EXCERPT
-- Begin --

# Larger Hex keys and allen keys



## iAmCam (Dec 3, 2007)

Im looking into buying a set of larger hex keys or allen keys that I will be using to tighten and torque larger panels and switchgear with. Whats the best out there? Where can I buy online?


----------



## HARRY304E (Sep 15, 2010)

iAmCam said:


> Im looking into buying a set of larger hex keys or allen keys that I will be using to tighten and torque larger panels and switchgear with. Whats the best out there? Where can I buy online?


Take a look at this...http://www.stanleyproto.com/default...156&strSiteName=PROTO&strDefaultCatalog=PROTO


----------



## racerjim0 (Aug 10, 2008)

I made my own large ones. I cut sections off of the large allen wrenches and put them in sockets with green locktite. I got tired of busting my knuckles using the regular allen wrenches. I don't recall seeing sets of the larger allen sockets.


----------



## kevmanTA (Jul 20, 2010)

Find a whole saler that caters to Tool and Die, that sells cutting heads, and measuring tools, they always seem to have the best allen keys..


----------



## randas (Dec 14, 2008)

HARRY304E said:


> Take a look at this...http://www.stanleyproto.com/default...156&strSiteName=PROTO&strDefaultCatalog=PROTO


This is definitely what you need


----------



## HARRY304E (Sep 15, 2010)

-- End --

SOURCE EXCERPT
-- Begin --

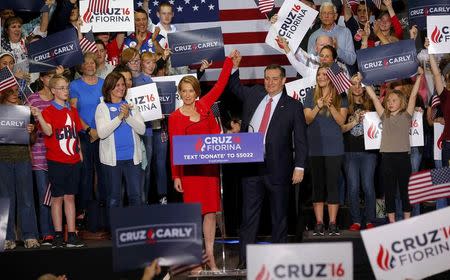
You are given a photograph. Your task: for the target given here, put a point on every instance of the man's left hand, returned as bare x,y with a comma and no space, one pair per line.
297,176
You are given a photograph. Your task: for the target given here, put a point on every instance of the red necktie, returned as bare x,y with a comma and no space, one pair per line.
266,117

-- End --

YOUR TASKS
[a] In the hex key thread, what did racerjim0 use to hold the cut allen wrench sections in the sockets?
[b] Rewrite the part of the hex key thread between "I made my own" and "(Jul 20, 2010)", inclusive, changing "knuckles" to "fingers".
The data has no connection to the hex key thread.

SOLUTIONS FOR EACH TASK
[a] Green locktite.

[b]
I made my own large ones. I cut sections off of the large allen wrenches and put them in sockets with green locktite. I got tired of busting my fingers using the regular allen wrenches. I don't recall seeing sets of the larger allen sockets.


----------



## kevmanTA (Jul 20, 2010)